===== PASSAGE TO READ =====

On World Refugee Day, June 20, the world turns its focus on the growing plight of refugees and displaced persons. More than 65 million individuals around the world today have been forced to flee their homes due to conflict and violence, and while many individuals and organizations hope to provide aid and relief through food, shelter, and medicine, a crucial resource is often overlooked – safe and reliable energy, light, and fuel for cooking.

Last month, the United Nations Foundation organized a webinar on “Decentralized Energy Solutions Focusing on Lighting and Powering in Humanitarian Settings,” in collaboration with the Clean Energy Solutions Center. The webinar featured a panel including the Global Alliance for Clean Cookstoves and the UN Refugee Agency (UNHCR), both members of the Safe Access to Fuel and Energy (SAFE) Humanitarian Working Group, along with the UN Foundation’s Energy, Climate, and Environment department. The private sector perspective was represented by Schneider Electric and Little Sun, both long-term members of the Foundation’s Energy Access Practitioner Network.

Here are four key takeaways from the presentations and moderated discussion.

===== RECORDS =====

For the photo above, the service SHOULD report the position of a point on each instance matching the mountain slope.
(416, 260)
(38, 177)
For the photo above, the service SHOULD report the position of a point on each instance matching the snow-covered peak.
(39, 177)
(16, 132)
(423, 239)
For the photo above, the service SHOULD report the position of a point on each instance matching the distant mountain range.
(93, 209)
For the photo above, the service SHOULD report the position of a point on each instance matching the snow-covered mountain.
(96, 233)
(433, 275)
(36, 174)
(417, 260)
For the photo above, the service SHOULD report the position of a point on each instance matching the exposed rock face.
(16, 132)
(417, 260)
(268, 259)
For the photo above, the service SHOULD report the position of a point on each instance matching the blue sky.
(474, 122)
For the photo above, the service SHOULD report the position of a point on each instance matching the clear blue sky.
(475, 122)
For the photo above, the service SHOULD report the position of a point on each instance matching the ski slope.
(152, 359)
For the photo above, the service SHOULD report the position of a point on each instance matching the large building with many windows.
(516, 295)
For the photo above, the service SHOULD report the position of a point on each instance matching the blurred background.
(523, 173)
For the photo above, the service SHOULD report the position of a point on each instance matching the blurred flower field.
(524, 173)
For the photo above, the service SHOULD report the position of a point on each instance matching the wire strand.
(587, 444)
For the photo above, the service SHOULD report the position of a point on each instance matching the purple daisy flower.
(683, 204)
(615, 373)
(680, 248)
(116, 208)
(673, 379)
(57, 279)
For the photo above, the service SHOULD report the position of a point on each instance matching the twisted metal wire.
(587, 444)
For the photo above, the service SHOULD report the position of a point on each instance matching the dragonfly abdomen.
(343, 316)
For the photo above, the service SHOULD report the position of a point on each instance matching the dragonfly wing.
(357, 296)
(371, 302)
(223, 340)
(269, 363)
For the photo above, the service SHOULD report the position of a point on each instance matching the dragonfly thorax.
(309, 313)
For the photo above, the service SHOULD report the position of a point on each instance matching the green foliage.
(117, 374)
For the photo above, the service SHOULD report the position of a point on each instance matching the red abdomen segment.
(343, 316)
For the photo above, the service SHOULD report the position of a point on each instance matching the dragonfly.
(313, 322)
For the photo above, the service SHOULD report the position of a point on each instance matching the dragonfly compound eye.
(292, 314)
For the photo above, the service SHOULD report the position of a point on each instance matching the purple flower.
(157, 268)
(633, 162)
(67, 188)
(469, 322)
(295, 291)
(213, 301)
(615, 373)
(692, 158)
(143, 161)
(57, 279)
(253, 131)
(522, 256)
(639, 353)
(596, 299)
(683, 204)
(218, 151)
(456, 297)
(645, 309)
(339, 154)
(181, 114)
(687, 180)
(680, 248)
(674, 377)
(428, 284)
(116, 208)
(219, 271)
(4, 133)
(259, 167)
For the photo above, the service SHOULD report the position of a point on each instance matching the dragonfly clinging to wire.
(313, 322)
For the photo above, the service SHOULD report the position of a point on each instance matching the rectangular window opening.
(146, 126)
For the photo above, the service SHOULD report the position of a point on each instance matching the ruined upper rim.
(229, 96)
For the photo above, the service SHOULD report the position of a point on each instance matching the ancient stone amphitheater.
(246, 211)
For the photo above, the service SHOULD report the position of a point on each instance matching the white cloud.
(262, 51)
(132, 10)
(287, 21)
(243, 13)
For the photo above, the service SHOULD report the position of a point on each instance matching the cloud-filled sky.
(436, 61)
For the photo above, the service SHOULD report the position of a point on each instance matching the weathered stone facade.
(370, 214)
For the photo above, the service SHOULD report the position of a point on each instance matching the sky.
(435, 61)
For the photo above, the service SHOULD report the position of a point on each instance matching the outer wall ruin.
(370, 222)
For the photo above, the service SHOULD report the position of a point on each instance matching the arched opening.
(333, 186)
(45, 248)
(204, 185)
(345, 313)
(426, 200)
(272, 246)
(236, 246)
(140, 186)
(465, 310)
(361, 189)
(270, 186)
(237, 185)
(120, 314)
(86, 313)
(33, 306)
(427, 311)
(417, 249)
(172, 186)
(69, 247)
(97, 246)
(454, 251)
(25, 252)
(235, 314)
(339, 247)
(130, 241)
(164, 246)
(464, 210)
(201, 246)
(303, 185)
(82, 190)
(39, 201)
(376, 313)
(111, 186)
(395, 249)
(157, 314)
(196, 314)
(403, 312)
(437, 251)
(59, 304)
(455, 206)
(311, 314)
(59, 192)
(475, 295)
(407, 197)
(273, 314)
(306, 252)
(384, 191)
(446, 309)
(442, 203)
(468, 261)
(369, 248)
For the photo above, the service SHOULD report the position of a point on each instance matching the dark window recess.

=====

*TASK STATEMENT*
Continue the article on energy access for refugees from where it stops.

*TASK RESULT*
Mind the energy gap: While the number and type of actors who are promoting safe access to fuel and energy (SAFE) practices in humanitarian settings has increased in the past decade, energy is currently not recognized as a formal part of humanitarian aid in the UN cluster system managed by the UN Office for the Coordination of Humanitarian Affairs (OCHA).

Similarly, while the needs of refugees and migrants are covered across multiple Sustainable Development Goals (SDGs), these populations are not specifically referenced in SDG7 – “sustainable and modern energy for all.” And the UN Agenda for Humanity lacks specific goals on energy access.

Meanwhile, according to a Chatham House Report, an estimated 89% of refugees in camps lack access to a reliable and modern energy source for lighting. Energy must be formally recognized as a priority at these policy levels to support meaningful, large-scale interventions in the field.

Planning short vs. long term: In humanitarian crises, immediate needs often limit practitioners’ ability to plan for the long term, but this approach is increasingly inefficient in a world where many refugees are living in camps for several years.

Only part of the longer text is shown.